■ Page text
Fifty-four percent of those questioned in a CNN/Opinion Research Corp. survey conducted after the debate ended said that Obama did the best job in the debate, with 30 percent saying Sen. John McCain performed better.

According to the poll, 64 percent had a favorable opinion of Obama after the debate, up 4 points from before the event. Fifty-one percent of those polled had a favorable opinion of McCain after the debate, unchanged from before its start.

A majority said Obama seemed to be the stronger leader during the debate, 54 percent to 43 percent, and by a more than 2-to-1 ratio -- 65 percent to 28 percent -- viewers thought Obama was more likable during the debate.

CNN polling director Keating Holland said Obama made some gains on the leadership issue even before the debate.

"McCain's advantage on leadership shrunk from 19 points in September to just 5 points this weekend," Holland said. "If Obama can use this debate to convince Americans that he is a stronger leader than McCain, he may be difficult to defeat." Watch entire debate: Video 1 » | Video 2 » | Video 3 »

A majority of debate watchers polled thought Obama was more intelligent, by a 57 percent to 25 percent margin over McCain. Debate watchers also thought Obama more clearly expressed his views by a 2-to-1 ratio, 60 percent to 30 percent.

Debate watchers questioned thought McCain, rather than Obama, spent more time attacking his opponent, with 63 percent saying McCain went more on the attack, as opposed to just 17 percent saying Obama.

■ Task input
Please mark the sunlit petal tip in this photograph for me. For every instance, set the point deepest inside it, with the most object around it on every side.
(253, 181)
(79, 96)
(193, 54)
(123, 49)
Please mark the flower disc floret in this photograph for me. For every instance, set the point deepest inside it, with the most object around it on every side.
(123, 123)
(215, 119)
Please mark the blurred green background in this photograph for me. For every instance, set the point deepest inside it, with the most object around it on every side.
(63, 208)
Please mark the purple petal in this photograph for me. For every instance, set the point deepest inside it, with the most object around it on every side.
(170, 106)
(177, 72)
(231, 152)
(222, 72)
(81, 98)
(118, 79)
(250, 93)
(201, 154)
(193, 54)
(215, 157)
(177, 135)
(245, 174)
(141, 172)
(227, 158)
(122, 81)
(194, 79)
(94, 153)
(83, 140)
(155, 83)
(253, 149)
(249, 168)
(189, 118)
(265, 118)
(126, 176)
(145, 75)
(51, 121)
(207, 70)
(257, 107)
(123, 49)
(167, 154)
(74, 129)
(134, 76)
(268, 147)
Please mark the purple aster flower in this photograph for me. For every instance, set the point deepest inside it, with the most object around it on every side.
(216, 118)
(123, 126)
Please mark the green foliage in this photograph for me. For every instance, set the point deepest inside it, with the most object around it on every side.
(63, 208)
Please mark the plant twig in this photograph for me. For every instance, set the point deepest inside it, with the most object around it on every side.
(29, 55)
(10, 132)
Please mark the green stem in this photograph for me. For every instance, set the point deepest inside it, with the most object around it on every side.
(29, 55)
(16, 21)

--

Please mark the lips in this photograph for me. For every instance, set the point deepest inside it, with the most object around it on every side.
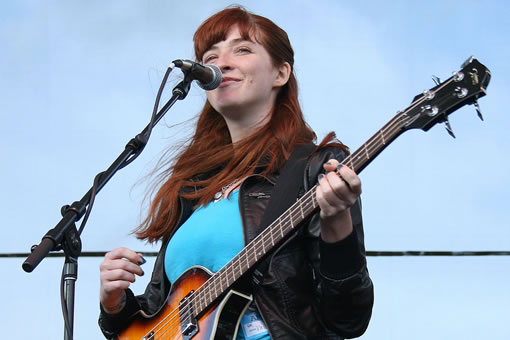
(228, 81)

■ Requirements
a – Identify each line of the records that contains the string "green", matching case exactly, and copy those lines.
b – Go on with the article about the post-debate poll, picking up after its final sentence.

■ Answers for this exercise
a –
Please mark the blurred green background in this photograph for me. For every instance, set the point deepest inside it, with the most object around it on every side.
Please mark the green foliage in this photograph for me. For every instance, set the point deepest inside it, with the most object around it on every side.
Please mark the green stem in this photograph for me. For every instance, set the point deepest inside it, with the most object around it on every side.

b –
Half of those polled said Obama answered questions more directly, 13 points ahead of McCain, and by a 14-point margin, debate watchers thought Obama seemed to care more about the problems of audience members who asked questions. Read entire transcript of debate

McCain did come out on top in one category that neither candidate wants to win. By a 16-point margin, debate watchers thought the Arizona senator seemed more like a typical politician during the debate.

"For McCain, the key finding may be that his favorable rating did not change at all," Holland said. "It's unclear whether Obama will gain any momentum from Tuesday night's debate, but it looks like McCain will not do so. For a candidate who has consistently been a few points behind in national polls, that's not a good sign."

The poll suggests that independent voters thought Obama won the debate. Fifty-four percent of those identifying themselves as independents said the Illinois senator performed best, with 28 percent saying that McCain did the better job. iReport.com: Who do you think won the debate

Among Democrats, 85 percent said Obama won, with just 5 percent saying McCain did better. Among Republicans, 64 percent said McCain won, with 16 percent saying Obama did better.

Most debate watchers thought Obama won the first presidential debate September 26. According to a CNN/Opinion Research Corp. poll taken after that debate, 51 percent of those polled thought Obama did the better job, while 38 percent said John McCain did better.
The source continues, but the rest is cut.